# INSTRUCTION
Reproduce each record below exactly as written.

==== SUPPLIED RECORDS ====

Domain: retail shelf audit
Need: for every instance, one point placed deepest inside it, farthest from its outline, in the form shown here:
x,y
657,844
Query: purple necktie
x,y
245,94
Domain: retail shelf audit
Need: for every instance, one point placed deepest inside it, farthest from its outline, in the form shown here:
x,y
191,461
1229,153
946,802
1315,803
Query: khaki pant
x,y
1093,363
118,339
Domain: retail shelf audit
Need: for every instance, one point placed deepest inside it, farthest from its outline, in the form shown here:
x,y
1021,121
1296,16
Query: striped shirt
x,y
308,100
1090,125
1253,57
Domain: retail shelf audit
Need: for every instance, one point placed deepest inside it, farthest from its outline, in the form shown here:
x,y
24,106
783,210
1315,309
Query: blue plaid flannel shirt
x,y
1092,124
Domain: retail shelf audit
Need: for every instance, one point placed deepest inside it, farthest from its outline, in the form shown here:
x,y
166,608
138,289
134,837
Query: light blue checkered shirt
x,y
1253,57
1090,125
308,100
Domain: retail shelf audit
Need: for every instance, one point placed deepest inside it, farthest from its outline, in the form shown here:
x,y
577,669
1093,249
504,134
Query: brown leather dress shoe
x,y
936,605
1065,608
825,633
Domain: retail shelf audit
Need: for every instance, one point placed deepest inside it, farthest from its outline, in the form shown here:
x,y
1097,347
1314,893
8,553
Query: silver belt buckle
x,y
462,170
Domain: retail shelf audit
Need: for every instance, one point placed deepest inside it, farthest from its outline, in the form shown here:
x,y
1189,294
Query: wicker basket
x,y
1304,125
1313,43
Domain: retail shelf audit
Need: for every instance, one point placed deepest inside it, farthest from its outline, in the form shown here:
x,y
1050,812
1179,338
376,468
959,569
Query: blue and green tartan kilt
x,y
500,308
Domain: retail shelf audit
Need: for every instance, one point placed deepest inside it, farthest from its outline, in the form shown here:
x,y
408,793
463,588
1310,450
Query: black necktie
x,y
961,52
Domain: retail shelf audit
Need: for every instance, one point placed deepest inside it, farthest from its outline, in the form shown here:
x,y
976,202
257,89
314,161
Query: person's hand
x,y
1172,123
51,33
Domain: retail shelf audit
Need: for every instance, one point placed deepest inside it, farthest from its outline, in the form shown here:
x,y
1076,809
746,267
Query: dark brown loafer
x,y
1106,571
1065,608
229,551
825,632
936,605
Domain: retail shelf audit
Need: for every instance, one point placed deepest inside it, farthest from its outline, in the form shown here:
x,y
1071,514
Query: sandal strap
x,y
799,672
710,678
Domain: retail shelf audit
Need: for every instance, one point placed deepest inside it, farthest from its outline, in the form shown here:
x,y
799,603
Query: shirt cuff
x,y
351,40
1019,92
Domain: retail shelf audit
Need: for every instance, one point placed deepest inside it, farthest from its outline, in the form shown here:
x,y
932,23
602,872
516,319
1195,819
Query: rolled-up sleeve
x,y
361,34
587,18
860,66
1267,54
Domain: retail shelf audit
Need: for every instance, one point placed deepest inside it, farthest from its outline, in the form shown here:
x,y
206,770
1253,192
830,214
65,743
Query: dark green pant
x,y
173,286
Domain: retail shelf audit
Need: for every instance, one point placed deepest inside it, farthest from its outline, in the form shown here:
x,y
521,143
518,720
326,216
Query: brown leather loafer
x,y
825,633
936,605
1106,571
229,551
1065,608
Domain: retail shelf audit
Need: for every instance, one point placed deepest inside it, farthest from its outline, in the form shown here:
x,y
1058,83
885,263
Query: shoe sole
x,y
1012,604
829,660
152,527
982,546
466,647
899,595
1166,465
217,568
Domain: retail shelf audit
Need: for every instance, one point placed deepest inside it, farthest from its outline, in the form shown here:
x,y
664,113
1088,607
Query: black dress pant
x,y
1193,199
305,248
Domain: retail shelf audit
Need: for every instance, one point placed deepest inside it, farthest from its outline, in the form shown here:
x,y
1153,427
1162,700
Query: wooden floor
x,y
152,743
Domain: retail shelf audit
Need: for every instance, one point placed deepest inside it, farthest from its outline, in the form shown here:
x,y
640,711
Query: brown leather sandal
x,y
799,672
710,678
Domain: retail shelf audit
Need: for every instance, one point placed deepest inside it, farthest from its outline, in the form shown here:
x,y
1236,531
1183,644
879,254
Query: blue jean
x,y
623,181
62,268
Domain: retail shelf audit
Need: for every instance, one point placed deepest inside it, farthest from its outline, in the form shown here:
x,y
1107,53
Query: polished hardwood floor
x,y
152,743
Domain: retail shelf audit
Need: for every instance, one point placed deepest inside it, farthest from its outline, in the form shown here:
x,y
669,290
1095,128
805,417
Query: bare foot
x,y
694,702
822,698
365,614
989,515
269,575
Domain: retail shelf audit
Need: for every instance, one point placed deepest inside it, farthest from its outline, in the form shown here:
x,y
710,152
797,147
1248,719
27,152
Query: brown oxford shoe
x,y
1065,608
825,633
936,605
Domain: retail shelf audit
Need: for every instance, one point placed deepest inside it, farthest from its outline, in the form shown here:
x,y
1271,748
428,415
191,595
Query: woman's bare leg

====

# FULL SOLUTION
Domain: retail shelf audit
Need: for every instance, one point placed deepest inside it, farthest from its outline, in the form shown here:
x,y
657,844
Query: purple necktie
x,y
245,94
Domain: retail shelf audit
Need: for every instance, one point placed deepest inside it, farthest from its outline, in the form shown here:
x,y
191,461
1229,153
946,802
1315,803
Query: khaki pant
x,y
1093,363
118,339
Domain: retail shelf audit
Need: for every instance, one point placed deepest inside it, farthest from its outline, in the form shown here:
x,y
1021,121
1296,16
Query: striped shirt
x,y
308,100
1090,125
1253,57
Domain: retail shelf audit
Need: for every instance, one point placed deepest inside it, farthest from its outline, in the form shown here:
x,y
24,106
783,210
1315,309
Query: blue plaid flannel shirt
x,y
1092,124
Domain: retail shelf audit
Need: for every instance, one point placed deepest inside it, farthest from its outline, in the form shown here:
x,y
166,608
138,289
134,837
Query: light blue checkered shirt
x,y
1253,57
1090,125
308,100
Domain: retail shelf audit
Need: for every instance, one point placed deepest inside it, farthest from its outline, in the form shown here:
x,y
577,669
1093,249
504,134
Query: brown leather dress shoe
x,y
936,605
1065,608
825,633
Domain: retail shelf audit
Need: for every instance, one point placed deepest inside it, farthest from its outline, in the form shown here:
x,y
1097,347
1314,893
8,553
Query: silver belt buckle
x,y
462,170
Domain: retail shelf audit
Need: for every instance, one point placed deepest inside it, farthest from its outline, in the form shown here:
x,y
1189,294
Query: wicker basket
x,y
1304,125
1313,43
Domain: retail shelf audit
Need: for every instance, one point placed deepest inside it, farthest from its outline, in the form shown here:
x,y
1050,812
1179,338
376,468
959,569
Query: blue and green tartan kilt
x,y
500,308
Domain: retail shelf audit
Need: for every instance, one point placed deepest inside it, farthest from its outline, in the form shown here:
x,y
408,793
463,588
1310,450
Query: black necktie
x,y
961,52
Domain: retail shelf audit
Need: for every instance, one point placed deepest inside it, farthest from its outline, in the form shown here:
x,y
976,202
257,89
314,161
Query: person's hand
x,y
1172,123
51,33
Domain: retail shelf audit
Need: for every instance, one point placed deepest inside it, farthest from its outline, in the form shown here:
x,y
1076,809
746,267
Query: dark brown loafer
x,y
1106,571
1065,608
229,551
825,632
936,605
Domain: retail shelf audit
Need: for every instance, one point placed deepest inside it, farthest from its outline, in the form shown here:
x,y
1071,514
Query: sandal strap
x,y
799,672
710,678
Domain: retail shelf audit
Need: for every instance, one point placed deepest inside it, farthest from its outline, in the form shown here:
x,y
799,603
Query: shirt cuff
x,y
351,40
1019,92
Domain: retail shelf audit
Need: for every instance, one point placed deepest inside it, farthest from its outline, in the form shown here:
x,y
932,23
602,872
516,319
1195,819
Query: rolled-up sleeve
x,y
361,34
587,18
860,66
1267,54
Domain: retail shelf audit
Need: for every instance, one point placed deepest inside it, farthest from its outline, in the form shown here:
x,y
206,770
1253,192
830,214
65,743
Query: dark green pant
x,y
173,286
Domain: retail shelf audit
Need: for every instance, one point placed deepest inside it, farthest from its outline, in the form shown here:
x,y
521,143
518,720
326,216
Query: brown leather loafer
x,y
825,633
936,605
1106,571
229,551
1065,608
Domain: retail shelf audit
Need: for every instance, one point placed deepest inside it, farthest from its outline, in the form shown here:
x,y
1058,83
885,263
Query: shoe sole
x,y
1012,604
829,660
152,527
982,546
466,647
899,595
1166,465
217,568
Domain: retail shelf audit
Need: for every instance, one point placed deepest inside it, farthest from its outline, in the form shown here:
x,y
664,113
1088,607
Query: black dress pant
x,y
1193,199
305,248
Domain: retail shelf audit
Need: for every instance, one point placed deepest inside it, farthest from its outline, in the form shown here:
x,y
1153,427
1162,700
Query: wooden floor
x,y
152,743
Domain: retail shelf audit
Need: for every instance, one point placed deepest inside it, farthest from its outline, in the form shown here:
x,y
640,711
Query: brown leather sandal
x,y
799,672
710,678
Domain: retail shelf audit
Need: for every instance, one point placed deepest inside it, farthest from its outline, in the form shown here:
x,y
1236,531
1183,644
879,254
Query: blue jean
x,y
623,181
62,268
Domain: retail shelf audit
Need: for every instance, one point placed deepest inside it, farthest from its outline, in the form shown here:
x,y
1107,53
Query: polished hardwood floor
x,y
152,743
Domain: retail shelf audit
Need: for every instance, one point placed deepest inside it, farthest from its outline, in the form shown here:
x,y
669,290
1095,128
805,417
Query: bare foot
x,y
694,702
822,698
365,614
989,515
269,575
Domain: retail shelf audit
Need: for every instance, one point placed deepest inside it, farthest from its outline, in the form shown here:
x,y
710,152
797,147
1248,719
27,152
Query: brown oxford shoe
x,y
1065,608
825,633
936,605
Domain: retail shelf audit
Need: for every instance, one point placed deepest inside it, farthest from its outline, in the form shown here:
x,y
1271,748
428,415
191,595
Query: woman's bare leg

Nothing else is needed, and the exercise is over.